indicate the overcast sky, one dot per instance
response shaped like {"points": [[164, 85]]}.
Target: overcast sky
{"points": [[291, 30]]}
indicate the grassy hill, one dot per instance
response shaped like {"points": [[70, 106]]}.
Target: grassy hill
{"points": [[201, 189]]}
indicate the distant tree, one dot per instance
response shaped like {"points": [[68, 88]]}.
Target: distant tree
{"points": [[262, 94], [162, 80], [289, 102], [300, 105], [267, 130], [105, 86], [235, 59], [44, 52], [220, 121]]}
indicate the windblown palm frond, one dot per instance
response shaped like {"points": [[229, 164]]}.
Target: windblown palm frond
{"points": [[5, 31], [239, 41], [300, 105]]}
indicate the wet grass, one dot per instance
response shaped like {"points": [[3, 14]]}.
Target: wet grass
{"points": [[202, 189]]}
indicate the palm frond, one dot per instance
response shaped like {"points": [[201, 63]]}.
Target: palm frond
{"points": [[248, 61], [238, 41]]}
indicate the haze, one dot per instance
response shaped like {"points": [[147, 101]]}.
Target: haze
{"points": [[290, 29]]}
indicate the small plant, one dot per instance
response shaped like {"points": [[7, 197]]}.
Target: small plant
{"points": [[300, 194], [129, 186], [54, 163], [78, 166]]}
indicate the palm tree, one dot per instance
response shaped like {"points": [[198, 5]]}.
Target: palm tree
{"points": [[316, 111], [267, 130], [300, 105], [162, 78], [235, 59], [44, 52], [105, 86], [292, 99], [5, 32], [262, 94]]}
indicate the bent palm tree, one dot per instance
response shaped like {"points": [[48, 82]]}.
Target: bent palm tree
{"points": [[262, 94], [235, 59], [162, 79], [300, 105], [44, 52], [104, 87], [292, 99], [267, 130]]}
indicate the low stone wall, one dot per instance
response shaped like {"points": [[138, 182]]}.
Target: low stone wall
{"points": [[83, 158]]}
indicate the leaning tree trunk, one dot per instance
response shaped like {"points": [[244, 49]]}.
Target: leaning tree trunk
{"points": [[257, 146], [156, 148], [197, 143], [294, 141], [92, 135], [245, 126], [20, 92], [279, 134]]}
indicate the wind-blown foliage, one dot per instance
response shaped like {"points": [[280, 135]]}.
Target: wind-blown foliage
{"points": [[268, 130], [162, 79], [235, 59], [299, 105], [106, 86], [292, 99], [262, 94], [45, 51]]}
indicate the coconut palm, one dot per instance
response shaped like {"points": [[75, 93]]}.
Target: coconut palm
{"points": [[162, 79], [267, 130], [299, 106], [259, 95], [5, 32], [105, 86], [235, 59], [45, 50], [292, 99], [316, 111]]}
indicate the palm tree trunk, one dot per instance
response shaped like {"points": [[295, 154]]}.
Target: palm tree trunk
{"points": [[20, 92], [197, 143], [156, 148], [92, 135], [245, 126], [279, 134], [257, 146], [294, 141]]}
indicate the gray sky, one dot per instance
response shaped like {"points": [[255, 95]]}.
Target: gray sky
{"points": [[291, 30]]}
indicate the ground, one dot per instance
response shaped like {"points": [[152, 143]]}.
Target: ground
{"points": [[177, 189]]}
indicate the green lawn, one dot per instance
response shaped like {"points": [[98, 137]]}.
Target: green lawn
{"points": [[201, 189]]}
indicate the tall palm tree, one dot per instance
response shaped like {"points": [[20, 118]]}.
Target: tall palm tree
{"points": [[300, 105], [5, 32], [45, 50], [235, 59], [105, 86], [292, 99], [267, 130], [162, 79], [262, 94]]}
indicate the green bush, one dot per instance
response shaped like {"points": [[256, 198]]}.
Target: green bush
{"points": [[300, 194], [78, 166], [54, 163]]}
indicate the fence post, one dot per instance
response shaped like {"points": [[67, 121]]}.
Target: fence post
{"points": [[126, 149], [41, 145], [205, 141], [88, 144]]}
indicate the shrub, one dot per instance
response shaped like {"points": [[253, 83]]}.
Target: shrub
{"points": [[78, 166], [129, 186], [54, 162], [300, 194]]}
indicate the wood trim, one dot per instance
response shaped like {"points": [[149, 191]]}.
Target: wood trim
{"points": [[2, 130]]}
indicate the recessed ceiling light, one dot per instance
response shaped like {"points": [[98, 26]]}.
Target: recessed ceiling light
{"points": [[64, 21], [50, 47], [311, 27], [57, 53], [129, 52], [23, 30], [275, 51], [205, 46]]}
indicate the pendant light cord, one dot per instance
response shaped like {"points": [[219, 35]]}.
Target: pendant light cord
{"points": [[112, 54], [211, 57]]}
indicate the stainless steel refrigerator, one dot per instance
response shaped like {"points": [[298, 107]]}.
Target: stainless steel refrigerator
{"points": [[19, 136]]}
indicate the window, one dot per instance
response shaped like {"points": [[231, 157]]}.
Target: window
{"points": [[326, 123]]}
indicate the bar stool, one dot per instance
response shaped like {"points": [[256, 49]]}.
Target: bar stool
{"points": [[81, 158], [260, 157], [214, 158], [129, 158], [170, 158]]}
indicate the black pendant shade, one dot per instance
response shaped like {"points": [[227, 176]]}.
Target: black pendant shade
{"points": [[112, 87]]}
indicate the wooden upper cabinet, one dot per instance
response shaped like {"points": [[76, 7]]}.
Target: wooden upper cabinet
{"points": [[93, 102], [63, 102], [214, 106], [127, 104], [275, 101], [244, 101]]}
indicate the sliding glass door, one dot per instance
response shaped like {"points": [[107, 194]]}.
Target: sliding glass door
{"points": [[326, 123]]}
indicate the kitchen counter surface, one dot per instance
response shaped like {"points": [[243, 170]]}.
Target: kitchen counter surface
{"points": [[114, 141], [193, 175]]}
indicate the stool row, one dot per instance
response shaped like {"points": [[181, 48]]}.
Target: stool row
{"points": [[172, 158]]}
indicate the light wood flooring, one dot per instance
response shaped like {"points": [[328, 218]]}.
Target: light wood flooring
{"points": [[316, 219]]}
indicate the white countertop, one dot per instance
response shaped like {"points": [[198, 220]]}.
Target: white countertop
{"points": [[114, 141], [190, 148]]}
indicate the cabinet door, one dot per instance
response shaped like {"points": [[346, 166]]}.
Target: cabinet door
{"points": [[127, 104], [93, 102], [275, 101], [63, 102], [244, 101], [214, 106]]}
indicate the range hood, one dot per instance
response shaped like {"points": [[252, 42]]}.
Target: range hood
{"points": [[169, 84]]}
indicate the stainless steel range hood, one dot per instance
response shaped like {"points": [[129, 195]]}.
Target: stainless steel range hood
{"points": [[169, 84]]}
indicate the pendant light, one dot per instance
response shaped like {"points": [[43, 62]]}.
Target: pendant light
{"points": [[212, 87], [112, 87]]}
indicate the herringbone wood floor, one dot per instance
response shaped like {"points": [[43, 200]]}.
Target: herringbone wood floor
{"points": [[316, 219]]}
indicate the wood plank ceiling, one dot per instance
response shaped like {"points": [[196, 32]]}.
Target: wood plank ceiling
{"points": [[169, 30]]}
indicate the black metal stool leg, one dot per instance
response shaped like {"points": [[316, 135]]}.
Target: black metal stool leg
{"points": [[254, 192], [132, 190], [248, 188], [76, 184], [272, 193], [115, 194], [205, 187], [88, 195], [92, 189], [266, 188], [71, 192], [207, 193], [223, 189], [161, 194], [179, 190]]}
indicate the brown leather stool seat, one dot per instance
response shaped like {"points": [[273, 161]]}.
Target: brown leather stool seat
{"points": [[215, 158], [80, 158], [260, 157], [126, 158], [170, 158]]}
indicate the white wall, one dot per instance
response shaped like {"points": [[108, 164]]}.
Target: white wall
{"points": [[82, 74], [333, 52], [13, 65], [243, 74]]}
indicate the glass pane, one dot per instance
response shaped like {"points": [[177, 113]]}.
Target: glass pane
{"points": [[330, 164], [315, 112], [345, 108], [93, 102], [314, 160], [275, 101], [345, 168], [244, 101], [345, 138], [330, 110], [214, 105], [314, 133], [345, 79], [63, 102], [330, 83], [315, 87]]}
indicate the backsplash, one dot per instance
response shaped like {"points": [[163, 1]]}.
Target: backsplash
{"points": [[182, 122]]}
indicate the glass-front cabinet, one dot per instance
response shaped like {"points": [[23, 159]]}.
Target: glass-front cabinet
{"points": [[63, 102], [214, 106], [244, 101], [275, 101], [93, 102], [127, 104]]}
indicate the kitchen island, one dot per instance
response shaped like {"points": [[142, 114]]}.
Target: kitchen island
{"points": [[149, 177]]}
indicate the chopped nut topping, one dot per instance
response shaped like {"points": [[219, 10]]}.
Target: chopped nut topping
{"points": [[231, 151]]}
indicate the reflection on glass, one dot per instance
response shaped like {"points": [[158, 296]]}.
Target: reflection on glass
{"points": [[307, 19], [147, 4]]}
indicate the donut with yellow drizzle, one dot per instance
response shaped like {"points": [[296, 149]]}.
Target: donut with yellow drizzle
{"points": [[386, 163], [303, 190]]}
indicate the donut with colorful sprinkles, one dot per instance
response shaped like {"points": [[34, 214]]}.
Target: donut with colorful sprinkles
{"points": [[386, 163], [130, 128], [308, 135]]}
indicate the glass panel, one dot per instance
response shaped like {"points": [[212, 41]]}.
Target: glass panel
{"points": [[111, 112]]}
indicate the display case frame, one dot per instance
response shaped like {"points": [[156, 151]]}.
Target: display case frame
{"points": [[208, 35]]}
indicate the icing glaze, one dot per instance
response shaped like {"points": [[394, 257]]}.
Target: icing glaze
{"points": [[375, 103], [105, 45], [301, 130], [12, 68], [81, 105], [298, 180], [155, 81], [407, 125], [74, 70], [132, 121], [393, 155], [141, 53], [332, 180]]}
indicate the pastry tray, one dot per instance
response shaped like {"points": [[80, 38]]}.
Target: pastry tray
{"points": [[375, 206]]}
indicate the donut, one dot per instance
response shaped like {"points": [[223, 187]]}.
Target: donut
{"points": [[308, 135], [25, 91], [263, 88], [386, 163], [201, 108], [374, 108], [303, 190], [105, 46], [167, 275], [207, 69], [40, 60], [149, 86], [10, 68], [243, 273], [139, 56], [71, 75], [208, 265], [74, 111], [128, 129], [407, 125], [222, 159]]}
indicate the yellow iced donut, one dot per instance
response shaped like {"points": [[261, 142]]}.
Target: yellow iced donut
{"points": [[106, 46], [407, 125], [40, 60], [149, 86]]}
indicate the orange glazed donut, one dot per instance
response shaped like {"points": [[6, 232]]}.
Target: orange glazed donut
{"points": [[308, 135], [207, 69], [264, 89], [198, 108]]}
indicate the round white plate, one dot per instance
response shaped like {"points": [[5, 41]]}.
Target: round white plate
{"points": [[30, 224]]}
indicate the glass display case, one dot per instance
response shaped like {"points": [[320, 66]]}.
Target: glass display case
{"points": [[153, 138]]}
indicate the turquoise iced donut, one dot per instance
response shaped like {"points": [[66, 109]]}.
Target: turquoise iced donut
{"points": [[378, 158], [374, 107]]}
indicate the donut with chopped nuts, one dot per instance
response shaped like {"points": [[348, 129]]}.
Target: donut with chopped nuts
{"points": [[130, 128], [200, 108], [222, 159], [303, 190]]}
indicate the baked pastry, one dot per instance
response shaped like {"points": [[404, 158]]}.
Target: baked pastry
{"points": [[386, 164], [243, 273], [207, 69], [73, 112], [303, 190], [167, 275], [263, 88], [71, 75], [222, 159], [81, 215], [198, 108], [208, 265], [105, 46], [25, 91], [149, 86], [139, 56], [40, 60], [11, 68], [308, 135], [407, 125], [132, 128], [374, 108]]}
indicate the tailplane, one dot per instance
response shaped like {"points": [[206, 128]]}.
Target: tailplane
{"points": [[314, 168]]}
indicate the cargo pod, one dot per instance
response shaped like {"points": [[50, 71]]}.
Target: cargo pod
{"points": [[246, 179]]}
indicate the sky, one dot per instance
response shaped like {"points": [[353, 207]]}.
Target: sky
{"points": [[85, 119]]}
========================
THE TASK: Output only the lines running from the line with "indicate the baked" through the final line of the data, inclusive.

SOLVED PROBLEM:
indicate the baked pastry, one dot per instance
response shaped like {"points": [[404, 158]]}.
Target: baked pastry
{"points": [[386, 164], [243, 273], [207, 69], [73, 112], [303, 190], [167, 275], [263, 88], [71, 75], [222, 159], [81, 215], [198, 108], [208, 265], [105, 46], [25, 91], [149, 86], [139, 56], [40, 60], [11, 68], [308, 135], [407, 125], [132, 128], [374, 108]]}
indicate the tailplane, one dot per instance
response shaped like {"points": [[206, 128]]}.
Target: tailplane
{"points": [[314, 168]]}
indicate the cargo pod, one dot per instance
response shaped like {"points": [[50, 71]]}.
Target: cargo pod
{"points": [[246, 179]]}
indicate the sky, one dot per instance
response shaped like {"points": [[353, 207]]}.
Target: sky
{"points": [[85, 119]]}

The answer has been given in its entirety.